Would you copy every line of the listing below that includes the word "each"?

(LISTED RECORDS):
-------
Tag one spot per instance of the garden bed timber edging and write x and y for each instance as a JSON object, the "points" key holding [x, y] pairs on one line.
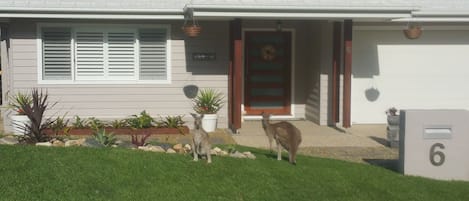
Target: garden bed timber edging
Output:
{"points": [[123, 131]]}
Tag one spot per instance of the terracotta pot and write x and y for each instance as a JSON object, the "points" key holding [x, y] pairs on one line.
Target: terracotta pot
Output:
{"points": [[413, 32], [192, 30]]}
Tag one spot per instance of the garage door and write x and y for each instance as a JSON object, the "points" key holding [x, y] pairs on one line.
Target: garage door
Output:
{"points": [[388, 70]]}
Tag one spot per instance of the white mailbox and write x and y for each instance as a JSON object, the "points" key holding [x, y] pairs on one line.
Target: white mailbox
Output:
-------
(ANSWER TO THIS EXERCISE):
Tag one spot per instance of the garden bed timber edging and write x and y for each instance as a JSON object, the "points" key holding [x, y] pairs on one line.
Tag one spot per instance of the terracotta pot and write x and y for each instance as a JSON object, the "points" key holding [x, y] pairs on one line.
Tag one spot per instance of the garage door and write x and y for each instance as a JSON object, the "points" key holding [x, y] pairs on one line.
Tag one spot per instance of the white mailbox and write x and y for each instance as a JSON object, the "points" key holding [x, y] pairs on one line.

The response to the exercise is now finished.